[Data supplied — start]

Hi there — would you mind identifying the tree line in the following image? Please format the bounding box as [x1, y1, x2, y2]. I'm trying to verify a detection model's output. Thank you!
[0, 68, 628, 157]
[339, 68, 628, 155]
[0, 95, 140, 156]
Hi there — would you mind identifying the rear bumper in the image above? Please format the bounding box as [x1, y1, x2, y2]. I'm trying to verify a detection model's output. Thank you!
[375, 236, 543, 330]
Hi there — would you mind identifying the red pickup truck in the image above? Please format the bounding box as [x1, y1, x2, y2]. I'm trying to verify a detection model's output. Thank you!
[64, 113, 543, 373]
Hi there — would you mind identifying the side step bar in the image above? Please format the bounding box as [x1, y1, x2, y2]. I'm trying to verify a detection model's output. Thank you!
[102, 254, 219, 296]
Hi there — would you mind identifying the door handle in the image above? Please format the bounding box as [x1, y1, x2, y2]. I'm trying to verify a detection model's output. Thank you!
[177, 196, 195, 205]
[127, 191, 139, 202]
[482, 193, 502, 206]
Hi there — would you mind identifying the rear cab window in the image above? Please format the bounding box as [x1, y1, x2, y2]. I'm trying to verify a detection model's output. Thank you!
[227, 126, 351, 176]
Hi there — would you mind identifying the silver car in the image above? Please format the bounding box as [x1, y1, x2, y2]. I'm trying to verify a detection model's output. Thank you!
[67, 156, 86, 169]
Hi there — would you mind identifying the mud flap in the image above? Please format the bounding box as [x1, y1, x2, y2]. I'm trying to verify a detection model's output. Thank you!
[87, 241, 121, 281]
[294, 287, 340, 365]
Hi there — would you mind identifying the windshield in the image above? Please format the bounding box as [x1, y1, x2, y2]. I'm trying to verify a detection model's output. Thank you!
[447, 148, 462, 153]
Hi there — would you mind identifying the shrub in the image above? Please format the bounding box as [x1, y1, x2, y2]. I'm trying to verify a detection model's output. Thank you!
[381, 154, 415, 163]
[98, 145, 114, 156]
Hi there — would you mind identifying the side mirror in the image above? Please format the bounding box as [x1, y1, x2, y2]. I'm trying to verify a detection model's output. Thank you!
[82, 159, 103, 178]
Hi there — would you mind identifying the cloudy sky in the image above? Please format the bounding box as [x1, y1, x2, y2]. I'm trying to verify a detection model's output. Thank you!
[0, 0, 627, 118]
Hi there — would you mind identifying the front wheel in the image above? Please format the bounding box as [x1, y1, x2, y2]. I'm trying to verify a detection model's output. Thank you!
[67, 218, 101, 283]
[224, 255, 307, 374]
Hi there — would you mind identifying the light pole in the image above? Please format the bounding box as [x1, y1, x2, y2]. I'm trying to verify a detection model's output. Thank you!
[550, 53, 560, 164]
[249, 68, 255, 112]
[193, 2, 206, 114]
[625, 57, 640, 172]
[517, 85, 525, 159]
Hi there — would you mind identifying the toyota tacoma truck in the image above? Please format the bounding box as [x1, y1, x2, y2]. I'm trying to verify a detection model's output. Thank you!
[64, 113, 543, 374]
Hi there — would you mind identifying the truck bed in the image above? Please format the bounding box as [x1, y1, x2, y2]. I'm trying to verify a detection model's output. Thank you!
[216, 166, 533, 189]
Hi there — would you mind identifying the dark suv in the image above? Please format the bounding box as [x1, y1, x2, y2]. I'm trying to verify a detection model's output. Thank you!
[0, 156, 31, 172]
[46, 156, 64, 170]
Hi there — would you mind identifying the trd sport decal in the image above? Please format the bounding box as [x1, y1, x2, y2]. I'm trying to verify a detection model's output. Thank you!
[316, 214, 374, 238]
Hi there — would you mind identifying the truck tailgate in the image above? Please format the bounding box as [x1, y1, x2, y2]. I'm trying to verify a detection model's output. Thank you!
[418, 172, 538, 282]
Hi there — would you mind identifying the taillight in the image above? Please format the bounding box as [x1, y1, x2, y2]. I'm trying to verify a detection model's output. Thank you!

[Data supplied — finish]

■ Problem statement: Return every line of the material above exactly.

■ Answer box:
Hi there — would you mind identifying the tree line in the following image? Please format the bounding box as [x1, y1, x2, y2]. I'm trying to verify a detection model's output. Thank you!
[0, 68, 628, 157]
[339, 68, 628, 155]
[0, 95, 140, 156]
Hi there — would you mind identifying the rear bumper in the image above? Please format the bounding box as [x1, y1, x2, y2]. I'm trying to verify a detection model's output. Thank you!
[375, 236, 543, 330]
Hi there — would you mind identifying the red pickup truck in the image above? Please format the bounding box as [x1, y1, x2, y2]. I'm trying to verify a detection model's output. Thank you!
[64, 113, 543, 373]
Hi there — would you mind identifying the side step bar in the image above? Please format the bounding box as [x1, y1, x2, y2]. I'm trying to verify a detection model's output. Thank you!
[102, 254, 219, 296]
Hi there — would you mind identifying the door handle in the image above? Please format the bounding box as [x1, y1, x2, y2]. I'm trying to verify a detection model's output. Thank you!
[177, 196, 195, 205]
[127, 191, 139, 202]
[482, 193, 502, 206]
Hi there — would you mind identifying the rear cab window in the image above? Please format the bounding box as [x1, y1, x2, y2]. I'm trying to verify a detection model's output. Thank you!
[227, 126, 351, 176]
Hi there — would you mind identifying the silver car in the image above? Please format the bounding box as [x1, y1, x2, y2]. I'm trying to verify a detection model's output. Thank you!
[67, 156, 86, 169]
Hi there — would you mind identifying the mud flap in the image above? Please format the bounding box as [x1, y1, x2, y2]. I'm trying to verify a detection model's output. Thank you!
[87, 241, 121, 281]
[294, 287, 340, 365]
Hi there — would you mind identifying the windshield in the image above? Please format the bounding box as [x1, y1, x2, y2]. I'm trying to verify a detection model's output. Thank you!
[447, 148, 462, 153]
Hi there — would you mind identifying the shrub in the image above? Please format the bounding box as [x1, y1, x2, y2]. I'm trying to verify a detection model's output. Thank you!
[381, 154, 415, 163]
[98, 145, 114, 156]
Hi there — would you mind identifying the side mirror in the image above? Please format the bounding box as [x1, y1, x2, y2]. I'm trying to verify a detection model's output. Thank you!
[82, 159, 103, 178]
Hi there — would you mind identifying the cloudy sky in the image above? Please format the bounding box as [x1, y1, x2, y2]. I'm trying to verify a detection model's output. Thank you!
[0, 0, 627, 118]
Hi there — would you mind identifying the front wheel in the image above? Please format the bounding box as [x1, y1, x2, y2]. I'm trying to verify a detection model's output. Thank you!
[67, 218, 101, 283]
[224, 255, 307, 374]
Hi there — would you mind identifying the light pole in the image above? Please format the bounding box as [x1, y1, x2, y2]. I'm trying to verify a detection model's output. Thank you!
[550, 53, 560, 164]
[249, 68, 255, 112]
[193, 2, 206, 114]
[625, 57, 640, 172]
[517, 85, 525, 159]
Hi there — would you mind identifying the toyota tacoma truck in the image above? Please format the bounding box as [x1, y1, x2, y2]. I'm trying to verify a detection model's output. Thank you!
[64, 113, 543, 374]
Hi there — would you mind identifying the truck bed in the image above? Please format the bounding box as [x1, y1, x2, y2]. I'm trying to verify a detection model's output. Thank you!
[216, 166, 533, 189]
Hi there — would you mind identifying the dark suv in the image above? Please format the bounding box as [x1, y1, x2, y2]. I'm trying to verify a detection model's output. Thank you!
[0, 156, 31, 172]
[46, 156, 64, 170]
Hi there — would you mind identifying the trd sport decal in the image above? Please format the bounding box as [x1, y1, x2, y2]. I'm trying to verify a detection model's output. Thank you!
[316, 214, 374, 238]
Hi there — would you mind identifying the truck tailgate in the image above? Please format the bounding box as [x1, y1, x2, y2]. I'm trying to verify a detection model's output. Thank you!
[418, 172, 538, 282]
Hi there — would you mind identifying the taillight in the image above? Please format the bounding box as [x1, y1, x2, y2]. I'm trying to verify a detection model's output. Thank you!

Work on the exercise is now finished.